Task details — Copy the entries below in full, keeping them exactly as they are.

────────────────────

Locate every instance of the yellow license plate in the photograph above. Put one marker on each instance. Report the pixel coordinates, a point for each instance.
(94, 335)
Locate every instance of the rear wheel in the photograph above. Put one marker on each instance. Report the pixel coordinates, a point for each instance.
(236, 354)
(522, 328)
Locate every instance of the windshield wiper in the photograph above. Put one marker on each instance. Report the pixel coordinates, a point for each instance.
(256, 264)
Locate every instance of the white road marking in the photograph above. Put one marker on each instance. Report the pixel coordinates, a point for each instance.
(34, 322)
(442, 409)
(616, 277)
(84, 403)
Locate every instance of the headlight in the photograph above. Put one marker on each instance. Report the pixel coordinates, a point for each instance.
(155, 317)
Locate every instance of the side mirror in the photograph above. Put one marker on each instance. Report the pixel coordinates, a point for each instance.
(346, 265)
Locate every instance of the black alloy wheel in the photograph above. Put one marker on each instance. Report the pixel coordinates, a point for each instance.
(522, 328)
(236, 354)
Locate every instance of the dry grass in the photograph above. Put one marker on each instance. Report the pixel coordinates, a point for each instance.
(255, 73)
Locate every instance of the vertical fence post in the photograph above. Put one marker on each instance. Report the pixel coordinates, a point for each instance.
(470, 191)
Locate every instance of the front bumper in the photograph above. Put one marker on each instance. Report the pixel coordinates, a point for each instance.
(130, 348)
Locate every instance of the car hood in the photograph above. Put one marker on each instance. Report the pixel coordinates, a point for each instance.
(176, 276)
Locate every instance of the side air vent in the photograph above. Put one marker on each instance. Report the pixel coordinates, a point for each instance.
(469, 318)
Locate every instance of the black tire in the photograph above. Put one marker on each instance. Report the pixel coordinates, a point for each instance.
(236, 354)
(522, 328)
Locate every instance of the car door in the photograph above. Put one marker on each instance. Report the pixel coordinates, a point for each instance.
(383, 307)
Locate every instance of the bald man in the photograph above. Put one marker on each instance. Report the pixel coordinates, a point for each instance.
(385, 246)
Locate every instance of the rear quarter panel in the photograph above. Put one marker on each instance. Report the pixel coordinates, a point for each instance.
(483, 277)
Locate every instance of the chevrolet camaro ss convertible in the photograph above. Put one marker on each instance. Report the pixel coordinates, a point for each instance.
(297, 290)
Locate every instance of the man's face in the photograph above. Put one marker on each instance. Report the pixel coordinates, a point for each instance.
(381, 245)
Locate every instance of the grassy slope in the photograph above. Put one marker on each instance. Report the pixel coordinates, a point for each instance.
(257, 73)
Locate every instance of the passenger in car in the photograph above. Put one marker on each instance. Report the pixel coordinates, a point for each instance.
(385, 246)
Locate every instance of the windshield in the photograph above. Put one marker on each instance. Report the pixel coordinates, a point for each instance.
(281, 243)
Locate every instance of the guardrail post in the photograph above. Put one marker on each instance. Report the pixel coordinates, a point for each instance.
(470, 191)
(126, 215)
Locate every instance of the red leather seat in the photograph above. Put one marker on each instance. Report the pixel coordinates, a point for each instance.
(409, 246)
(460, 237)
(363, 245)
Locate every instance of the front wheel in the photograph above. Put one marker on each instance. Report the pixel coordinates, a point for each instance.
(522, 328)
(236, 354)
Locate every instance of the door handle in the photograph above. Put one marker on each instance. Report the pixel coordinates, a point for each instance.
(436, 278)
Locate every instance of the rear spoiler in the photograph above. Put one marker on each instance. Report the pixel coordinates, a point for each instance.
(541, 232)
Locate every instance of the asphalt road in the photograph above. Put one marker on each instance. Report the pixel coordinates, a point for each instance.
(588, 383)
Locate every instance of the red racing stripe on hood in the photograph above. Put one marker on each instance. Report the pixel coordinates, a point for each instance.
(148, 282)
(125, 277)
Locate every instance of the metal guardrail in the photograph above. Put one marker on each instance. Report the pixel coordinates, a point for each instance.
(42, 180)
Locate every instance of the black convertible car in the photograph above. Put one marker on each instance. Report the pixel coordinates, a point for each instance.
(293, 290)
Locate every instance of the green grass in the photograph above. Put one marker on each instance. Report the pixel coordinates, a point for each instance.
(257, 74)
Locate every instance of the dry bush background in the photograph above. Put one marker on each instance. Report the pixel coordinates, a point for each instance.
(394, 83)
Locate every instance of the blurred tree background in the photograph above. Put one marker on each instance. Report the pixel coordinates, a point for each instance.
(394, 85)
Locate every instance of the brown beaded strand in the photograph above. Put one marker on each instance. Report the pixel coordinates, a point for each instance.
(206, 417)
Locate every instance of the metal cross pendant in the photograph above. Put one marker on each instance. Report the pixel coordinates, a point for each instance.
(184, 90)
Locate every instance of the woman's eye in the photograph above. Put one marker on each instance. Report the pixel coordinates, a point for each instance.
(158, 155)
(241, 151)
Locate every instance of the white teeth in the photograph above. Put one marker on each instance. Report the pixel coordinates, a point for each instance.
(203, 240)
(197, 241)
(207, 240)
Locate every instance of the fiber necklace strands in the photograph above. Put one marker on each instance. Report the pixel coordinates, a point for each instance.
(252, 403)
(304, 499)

────────────────────

Exercise result —
Locate every instance of the yellow license plate in the photograph above. Put one marker on each instance. Report the pixel coordinates, a point for each instance.
(94, 335)
Locate every instance of the rear wheel in the photograph above. Put one marker on each instance. Report the pixel coordinates, a point for each instance.
(236, 354)
(522, 328)
Locate every instance of the windshield wiper in the photograph above. Put one marker on each instance. Report the pixel coordinates, a point for each instance.
(256, 264)
Locate every instance of the white road marking in the photograph above. Put one marker on each instance. Report the pixel coordinates, a point for each instance.
(34, 322)
(442, 409)
(616, 277)
(84, 403)
Locate every instance of the headlight in the photograph above. Put one marker on each instance. Report the pixel coordinates, a point for each instance.
(155, 317)
Locate every instance of the side mirror in the photograph above. Put one marker on each instance. Report the pixel coordinates, a point for each instance.
(346, 265)
Locate every instance of the black alloy wheel in the photograph above. Put one marker on each instance. Report the pixel coordinates, a point for each instance.
(522, 328)
(236, 354)
Locate every instance of the dry grass in the photograph above. Put one marker on each instance. Report the pixel coordinates, a point for each instance.
(255, 73)
Locate every instance of the vertical fence post in the photograph above. Put one marker on each instance. Report the pixel coordinates, a point for each instance.
(470, 191)
Locate every instance of the front bumper in the photograph above. Put one marker on each instance. Report the pixel coordinates, a point for each instance.
(130, 348)
Locate every instance of the car hood in the photograph above. Put one marker on each instance. Report the pixel coordinates, a point for each instance.
(176, 276)
Locate every instance of the side air vent in the photograph above. Put one marker on each instance. Report the pixel coordinates, a point for each instance.
(469, 318)
Locate every instance of the black tire in the photograph above. Put one marker on each instance. Report the pixel coordinates, a point for each instance.
(236, 354)
(522, 328)
Locate every instance of the car door in the photograph above. Put one marker on each instance. Report the pixel coordinates, a point for each instance.
(383, 307)
Locate every instance of the bald man in the photograph above. Put one marker on each instance. Report the pixel coordinates, a point for each instance.
(385, 246)
Locate every instance of the rear quarter panel in the photograph above. Put one marker on each instance. Report the pixel coordinates, a point for each instance.
(483, 277)
Locate every instance of the chevrolet camaro ss convertible in the photograph above. Put one marker on each instance. Report the pixel coordinates, a point for each instance.
(297, 290)
Locate every instance of the man's face in the photograph above. Put one marker on each instance. Report the pixel coordinates, a point for each instance.
(381, 245)
Locate every instance of the grassy slope in the photograph above. Put one marker on each instance. Report the pixel coordinates, a point for each instance.
(257, 73)
Locate every instance of the passenger in car in the photograph above. Put one marker on each instance. Report the pixel coordinates, a point for each instance.
(385, 246)
Locate every instance of the windshield in the photograph above. Put one marker on each instance. Report the pixel coordinates, a point for each instance.
(281, 243)
Locate every instance of the guardrail post in the photograph above. Put one marker on each instance. Report the pixel coordinates, a point for each instance.
(470, 191)
(126, 215)
Locate every instance of the red leather seat in the photograph above. Put one marker on each instance. Report the pixel coordinates, a point for each instance.
(409, 246)
(460, 237)
(363, 245)
Locate every instance of the front wheel in the photograph above. Put one marker on each instance. Report the pixel coordinates, a point for each instance.
(522, 328)
(236, 354)
Locate every instance of the door handle in the photograph above. Put one marker on each instance. Report the pixel coordinates, a point for each instance.
(436, 278)
Locate every instance of the rear spoiler in the photograph above. Put one marker on each instance. Report the pixel coordinates, a point for each instance.
(541, 232)
Locate every instance of the asphalt road in the photograph above. Put one marker on each instance. Report the pixel coordinates, a point for each instance.
(588, 383)
Locate every instance of the red racing stripe on hood in the photograph above. Put one marker on each instance. Report the pixel coordinates, a point for each instance.
(148, 282)
(125, 277)
Locate every instance of the metal guardrail in the photograph above. Put one marker on each instance. Report the pixel coordinates, a point for each instance.
(42, 180)
Locate every instance of the black convertible car in the photograph above. Put one marker on each instance. Report the pixel coordinates, a point for each instance.
(293, 290)
Locate every instance of the green grass in the photograph above. Put one marker on each instance. Report the pixel coordinates, a point for each instance.
(257, 74)
Locate every instance of the dry bush background in the photograph above. Put one marker on each instance. Report the pixel coordinates, a point for each instance.
(394, 83)
Locate every instance of the blurred tree background in the photograph above. Put one marker on each instance. Report the pixel coordinates, a point for each instance.
(394, 85)
Locate every instance of the brown beaded strand in the photograph above. Put one marker on each instance. Report the pixel coordinates, a point for each instance.
(206, 417)
Locate every instance of the metal cross pendant in the photograph above. Put one marker on each instance. Report the pixel coordinates, a point for each instance.
(184, 90)
Locate every instance of the woman's eye in the photograph above. Put one marker on each instance. Report the pixel coordinates, a point for each instance.
(158, 155)
(241, 151)
Locate every instance of the white teeth in the photograph above. Put one marker on each instance. Report the pixel coordinates, a point for each instance.
(203, 240)
(197, 241)
(207, 240)
Locate every instance of the fiber necklace strands in the photograph above. Put one marker on each instance. Report the pixel coordinates, a point for each instance.
(252, 403)
(304, 499)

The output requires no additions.